_Text provided_.
┌──

Breaking into this business is, however, extraordinarily
difficult. If it were not so, there would be more professional
underwater photographers than lawyers. My success at breaking-in
was less that I was smarter than the average toadfish and
more that I was in the right place at the right time with
the right idea. I was not brilliant. It has been said that
it is better to be lucky than smart. Indeed, I was very lucky.
My Path
I graduated college with a B.S. degree in zoology.
I paid for my college education by teaching scuba diving at
the Diving Locker Stores in San Diego, CA. Fortunately, the
Diving Locker was owned by Chuck Nicklin who was not only
an amazingly charismatic dive store owner, but was then, and
continues to be, an accomplished underwater photographer and
cinematographer. Though Chuck regularly warned his growing
menagerie of hopeful clones that it was not possible to make
a living in underwater photography, he had difficulty convincing
those hopelessly optimistic employees who were too dense to
appreciate his advice. Chuck, however, simply hadn’t
foreseen the explosion in media and natural history film that
was on the horizon. And certainly, neither had I.

└──

_Task instructions_.
A – Please print the lines of the passage on breaking into underwater photography, starting with "Breaking into this" and going on through "degree in zoology.".
B – In the passage on breaking into underwater photography, what degree did the writer graduate college with?

_Provided material_.
┌──

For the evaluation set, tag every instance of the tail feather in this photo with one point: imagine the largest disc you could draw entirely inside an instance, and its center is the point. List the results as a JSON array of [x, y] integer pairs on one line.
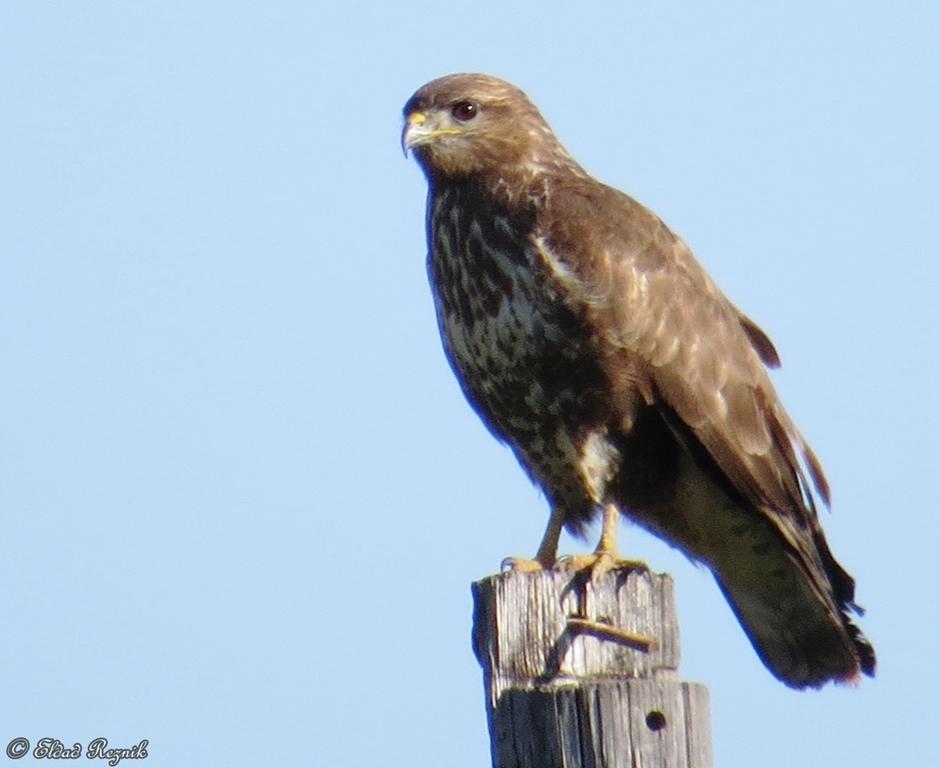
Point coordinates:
[[803, 636]]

└──

_Expected results_.
A –
Breaking into this business is, however, extraordinarily
difficult. If it were not so, there would be more professional
underwater photographers than lawyers. My success at breaking-in
was less that I was smarter than the average toadfish and
more that I was in the right place at the right time with
the right idea. I was not brilliant. It has been said that
it is better to be lucky than smart. Indeed, I was very lucky.
My Path
I graduated college with a B.S. degree in zoology.

B – A B.S. degree in zoology.